**Task set**
- a) Name every individual person mentioned in the passage about the disputed property.
- b) Retype the passage about the disputed property word for word, beginning at the words "After purchase the" and stopping after "respondent, P.K. Abdulla.".
- c) Answer these questions from the passage about the disputed property:
(i) How large is the suit property, and what kind of land is it?
(ii) On what date was delivery of the suit property given to the decree-holder auction purchaser?
(iii) To whom did Raghavan Nair sell his rights in the suit property?

**Passage given**

## BEGIN

The property in dispute originally belonged to one
Padanattil Chengottu Kunnath Tarwad. One Mohammed Haji filed
a suit being suit No. 397 of 1941 for recovery of possession
of some properties held by this Tarwad on tenancy rights. On
12th of September, 1942 an ex party decree was passed in the
suit in favour of Mohammed Haji for recovery of possession
of the lease-hold property and also for arrears of rent. The
ex party decree was executed. A number of items of
properties belonging to the Tarwad including the suit
properties were attached and sold in court auction held on
18.3.45 in execution proceedings. The suit property herein
(one acre and ten cents of agricultural land) was purchased
by the decree-holder Mohammed Haji in the court auction. The
delivery of the suit property was given to the decree-holder
auction purchaser on 12.3.1946 as per order on E.A. 389 of
1946.
After purchase the suit property was given on lease by
Mohammed Haji to one Raghavan Nair on 2.5.45. Raghavan Nair
in turn sold his rights in the suit property to one Avyapoan
who, in turn, sold his rights to one Raman Menon. Raman
Menon sold his rights in the said property on 3.10.1950 in
favour of the respondent, P.K. Abdulla.

## END

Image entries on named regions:
## BEGIN

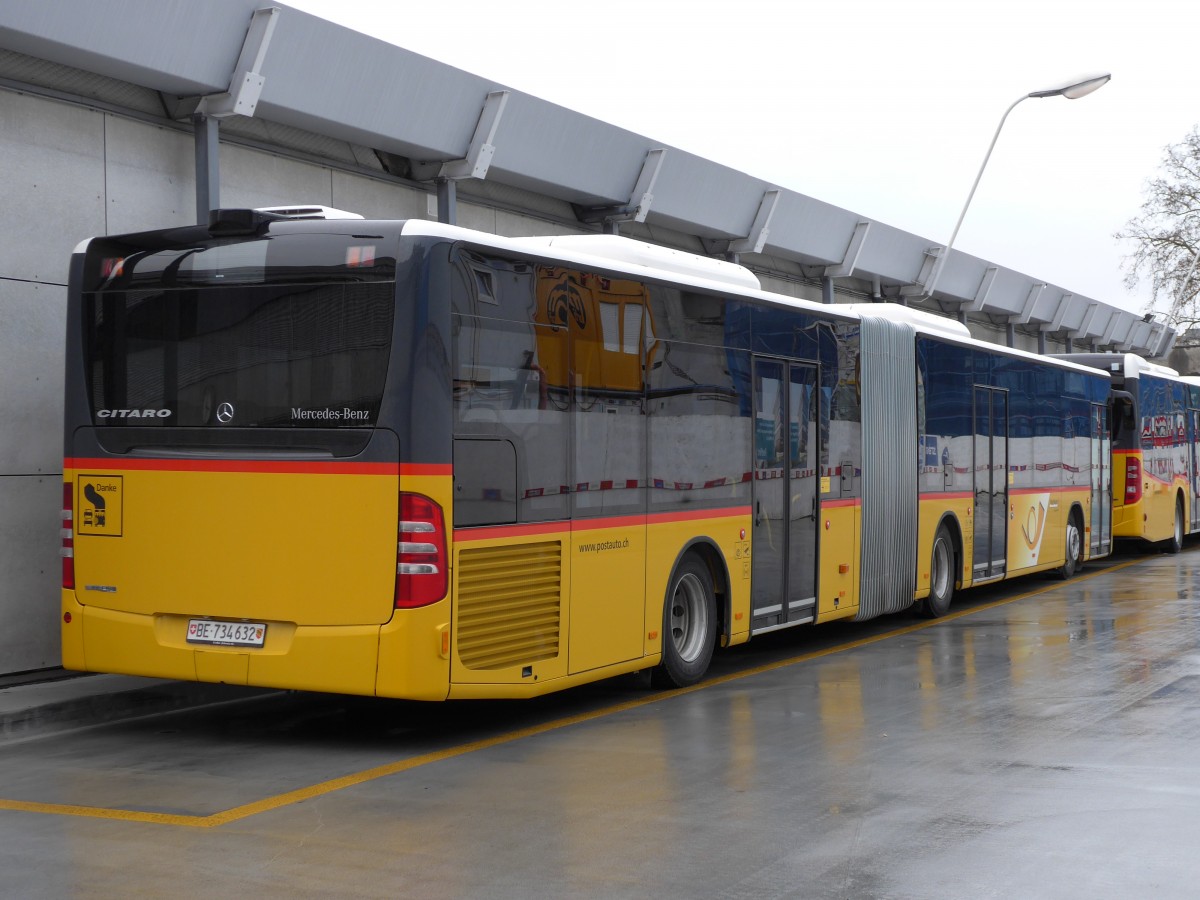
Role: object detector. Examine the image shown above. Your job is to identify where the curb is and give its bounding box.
[0,674,278,743]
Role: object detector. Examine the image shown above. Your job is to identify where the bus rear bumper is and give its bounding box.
[61,590,450,700]
[62,590,379,695]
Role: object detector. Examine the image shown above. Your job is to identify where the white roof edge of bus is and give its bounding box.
[254,203,362,218]
[401,218,858,319]
[1122,353,1181,378]
[841,304,1108,374]
[402,218,768,296]
[516,234,762,290]
[1054,352,1183,379]
[842,304,974,341]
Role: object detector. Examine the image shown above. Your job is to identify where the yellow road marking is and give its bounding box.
[0,557,1147,828]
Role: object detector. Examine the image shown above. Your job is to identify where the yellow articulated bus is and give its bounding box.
[61,210,1111,700]
[1057,353,1200,553]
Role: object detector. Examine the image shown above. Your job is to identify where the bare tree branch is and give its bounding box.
[1114,126,1200,332]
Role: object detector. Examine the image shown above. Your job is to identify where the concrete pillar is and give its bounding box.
[192,113,221,226]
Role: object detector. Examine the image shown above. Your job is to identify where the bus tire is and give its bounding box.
[650,553,716,688]
[1163,497,1183,553]
[917,524,955,619]
[1058,510,1084,581]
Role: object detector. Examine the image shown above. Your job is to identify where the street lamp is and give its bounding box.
[925,72,1112,296]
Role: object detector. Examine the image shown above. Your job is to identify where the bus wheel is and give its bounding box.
[1058,511,1084,581]
[1163,498,1183,553]
[652,554,716,688]
[917,526,954,619]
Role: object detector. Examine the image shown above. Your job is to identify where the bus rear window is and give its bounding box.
[83,278,395,428]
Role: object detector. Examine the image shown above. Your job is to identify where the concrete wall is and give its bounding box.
[0,88,604,674]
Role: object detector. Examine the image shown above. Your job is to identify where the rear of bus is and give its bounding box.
[1063,353,1188,542]
[61,211,449,698]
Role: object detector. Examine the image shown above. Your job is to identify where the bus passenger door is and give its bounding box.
[750,358,821,632]
[972,386,1008,581]
[1088,403,1112,557]
[1188,409,1200,532]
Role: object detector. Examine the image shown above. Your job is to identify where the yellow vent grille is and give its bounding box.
[458,541,563,668]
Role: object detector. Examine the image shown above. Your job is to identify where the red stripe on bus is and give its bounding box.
[454,506,750,544]
[62,457,403,475]
[652,506,750,524]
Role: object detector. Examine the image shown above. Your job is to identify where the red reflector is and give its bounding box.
[396,493,449,608]
[59,481,74,590]
[1124,456,1141,506]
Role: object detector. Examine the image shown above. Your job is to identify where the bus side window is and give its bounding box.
[454,438,517,528]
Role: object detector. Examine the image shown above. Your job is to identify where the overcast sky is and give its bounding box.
[288,0,1200,312]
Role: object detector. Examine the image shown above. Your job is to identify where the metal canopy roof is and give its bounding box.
[0,0,1175,355]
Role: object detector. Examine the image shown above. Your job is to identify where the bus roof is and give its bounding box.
[1055,353,1181,379]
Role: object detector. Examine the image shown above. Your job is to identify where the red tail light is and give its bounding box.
[396,493,448,610]
[59,481,74,590]
[1126,456,1141,506]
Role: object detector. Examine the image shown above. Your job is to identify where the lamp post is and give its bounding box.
[925,72,1112,296]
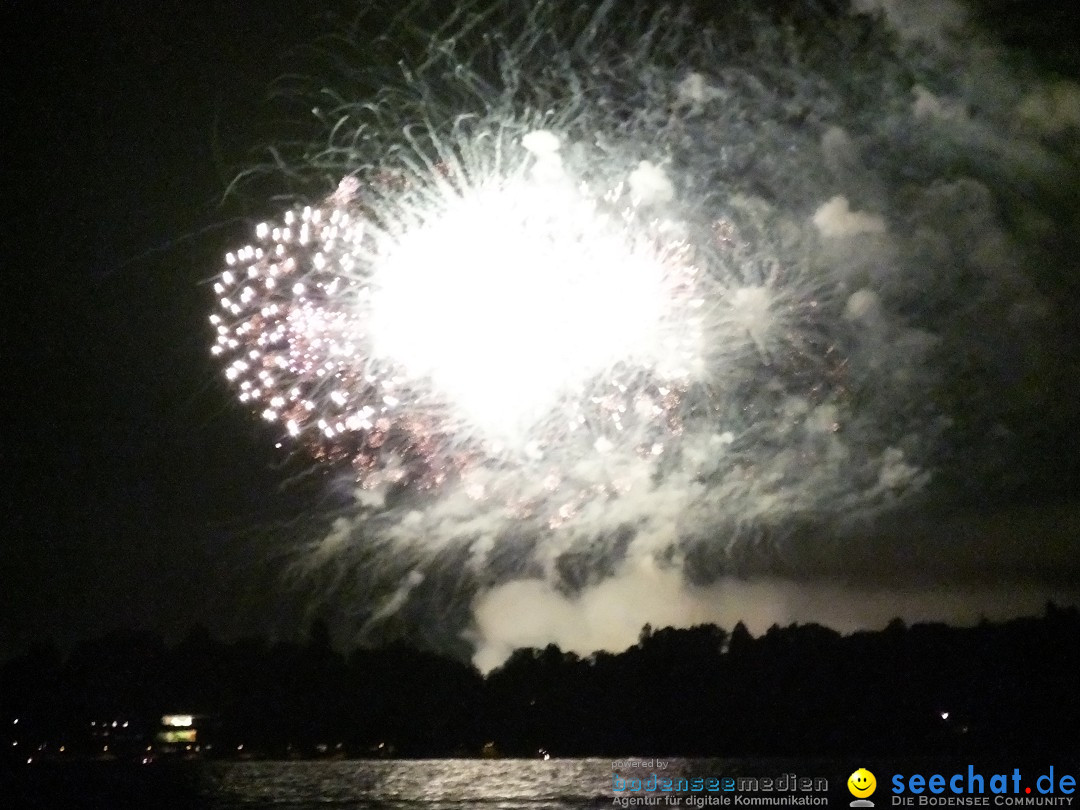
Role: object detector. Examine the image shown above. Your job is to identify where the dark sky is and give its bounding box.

## END

**Answers by task**
- a) Mohammed Haji, Raghavan Nair, Avyapoan, Raman Menon, P.K. Abdulla

- b)
After purchase the suit property was given on lease by
Mohammed Haji to one Raghavan Nair on 2.5.45. Raghavan Nair
in turn sold his rights in the suit property to one Avyapoan
who, in turn, sold his rights to one Raman Menon. Raman
Menon sold his rights in the said property on 3.10.1950 in
favour of the respondent, P.K. Abdulla.

- c)
(i) One acre and ten cents of agricultural land
(ii) 12.3.1946
(iii) Avyapoan